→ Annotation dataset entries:
↓

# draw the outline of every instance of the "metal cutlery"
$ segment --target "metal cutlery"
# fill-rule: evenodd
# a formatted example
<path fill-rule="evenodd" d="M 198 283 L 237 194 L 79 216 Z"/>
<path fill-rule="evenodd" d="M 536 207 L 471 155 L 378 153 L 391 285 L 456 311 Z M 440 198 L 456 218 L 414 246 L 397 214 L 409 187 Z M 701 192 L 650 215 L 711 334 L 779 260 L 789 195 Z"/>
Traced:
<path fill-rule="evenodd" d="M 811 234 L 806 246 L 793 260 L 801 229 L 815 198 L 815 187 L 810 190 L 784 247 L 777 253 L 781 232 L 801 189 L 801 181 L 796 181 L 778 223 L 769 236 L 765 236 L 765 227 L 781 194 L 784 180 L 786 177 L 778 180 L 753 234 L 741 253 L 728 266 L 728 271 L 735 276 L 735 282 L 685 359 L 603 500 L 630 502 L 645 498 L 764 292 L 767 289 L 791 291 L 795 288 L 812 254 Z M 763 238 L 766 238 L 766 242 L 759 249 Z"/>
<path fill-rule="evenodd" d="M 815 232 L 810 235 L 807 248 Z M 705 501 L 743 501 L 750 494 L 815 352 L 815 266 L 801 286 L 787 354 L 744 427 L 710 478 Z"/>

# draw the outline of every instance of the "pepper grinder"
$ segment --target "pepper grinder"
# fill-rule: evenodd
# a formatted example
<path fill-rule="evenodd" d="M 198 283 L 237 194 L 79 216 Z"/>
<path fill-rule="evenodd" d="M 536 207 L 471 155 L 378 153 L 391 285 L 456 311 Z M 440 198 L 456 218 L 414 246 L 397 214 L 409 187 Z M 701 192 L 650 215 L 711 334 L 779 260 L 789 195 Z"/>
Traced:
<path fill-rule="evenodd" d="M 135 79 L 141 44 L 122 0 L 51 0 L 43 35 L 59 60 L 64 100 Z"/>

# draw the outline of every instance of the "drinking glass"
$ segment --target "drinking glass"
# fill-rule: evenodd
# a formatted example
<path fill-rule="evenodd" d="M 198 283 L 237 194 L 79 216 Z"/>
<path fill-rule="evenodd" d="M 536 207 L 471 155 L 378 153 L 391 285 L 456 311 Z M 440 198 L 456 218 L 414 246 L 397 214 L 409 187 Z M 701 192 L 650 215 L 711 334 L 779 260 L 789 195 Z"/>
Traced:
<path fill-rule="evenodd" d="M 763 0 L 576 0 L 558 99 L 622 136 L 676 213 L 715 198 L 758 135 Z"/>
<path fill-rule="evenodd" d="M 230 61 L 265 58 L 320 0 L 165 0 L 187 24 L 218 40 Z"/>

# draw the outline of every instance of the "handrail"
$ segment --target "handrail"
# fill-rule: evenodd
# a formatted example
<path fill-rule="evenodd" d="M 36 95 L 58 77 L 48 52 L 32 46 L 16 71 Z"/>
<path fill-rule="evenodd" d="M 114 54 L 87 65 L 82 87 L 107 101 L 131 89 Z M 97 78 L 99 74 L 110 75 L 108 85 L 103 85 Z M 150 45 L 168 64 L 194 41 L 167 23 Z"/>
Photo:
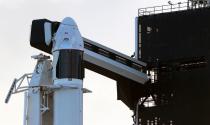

↑

→ INSTRUCTIONS TO FOLLOW: Reproduce all of the lines above word for word, leaving out the pictures.

→ FULL ANSWER:
# draw the outline of every instance of the "metal cutlery"
$ segment --target "metal cutlery"
# fill-rule: evenodd
# a formatted example
<path fill-rule="evenodd" d="M 198 283 L 237 194 L 79 216 Z"/>
<path fill-rule="evenodd" d="M 536 207 L 471 155 L 378 153 L 391 285 L 456 311 Z M 440 198 L 456 218 L 414 246 L 397 214 L 409 187 Z M 701 192 L 650 215 L 711 334 L 779 260 L 789 195 Z"/>
Traced:
<path fill-rule="evenodd" d="M 811 234 L 806 246 L 793 260 L 801 229 L 815 198 L 815 187 L 810 190 L 784 247 L 777 253 L 781 232 L 801 189 L 801 181 L 796 181 L 778 223 L 769 236 L 765 236 L 765 227 L 781 194 L 784 180 L 786 177 L 778 180 L 753 234 L 741 253 L 728 266 L 728 271 L 735 276 L 735 282 L 685 359 L 603 500 L 630 502 L 645 498 L 764 292 L 767 289 L 791 291 L 795 288 L 812 254 Z M 763 238 L 766 238 L 766 242 L 759 249 Z"/>
<path fill-rule="evenodd" d="M 815 232 L 810 235 L 807 248 Z M 705 501 L 743 501 L 750 494 L 815 352 L 815 266 L 801 286 L 787 354 L 744 427 L 710 478 Z"/>

# draw the outline of every instance of the "pepper grinder"
$ segment --target "pepper grinder"
# fill-rule: evenodd
# a formatted example
<path fill-rule="evenodd" d="M 198 283 L 237 194 L 79 216 Z"/>
<path fill-rule="evenodd" d="M 536 207 L 471 155 L 378 153 L 391 285 L 456 311 Z M 440 198 L 456 218 L 414 246 L 397 214 L 409 187 Z M 701 192 L 650 215 L 711 334 L 779 260 L 789 195 Z"/>
Traced:
<path fill-rule="evenodd" d="M 135 79 L 141 44 L 122 0 L 51 0 L 43 35 L 59 60 L 64 100 Z"/>

# draw the outline of every instance of the "drinking glass"
$ segment --target "drinking glass"
# fill-rule: evenodd
# a formatted example
<path fill-rule="evenodd" d="M 198 283 L 237 194 L 79 216 Z"/>
<path fill-rule="evenodd" d="M 536 207 L 471 155 L 378 153 L 391 285 L 456 311 Z M 440 198 L 456 218 L 414 246 L 397 214 L 409 187 Z M 701 192 L 650 215 L 711 334 L 779 260 L 789 195 Z"/>
Traced:
<path fill-rule="evenodd" d="M 763 0 L 576 0 L 558 99 L 622 136 L 676 213 L 715 198 L 758 135 Z"/>
<path fill-rule="evenodd" d="M 230 61 L 265 58 L 320 0 L 165 0 L 187 24 L 218 40 Z"/>

# draw the outline of every instance of the "handrail"
$ segment --target "handrail"
# fill-rule: evenodd
# a formatted example
<path fill-rule="evenodd" d="M 36 95 L 58 77 L 48 52 L 32 46 L 16 71 Z"/>
<path fill-rule="evenodd" d="M 114 54 L 87 65 L 82 87 L 107 101 L 131 89 Z M 97 78 L 99 74 L 110 75 L 108 85 L 103 85 Z M 150 45 L 168 64 L 194 41 L 167 23 Z"/>
Photo:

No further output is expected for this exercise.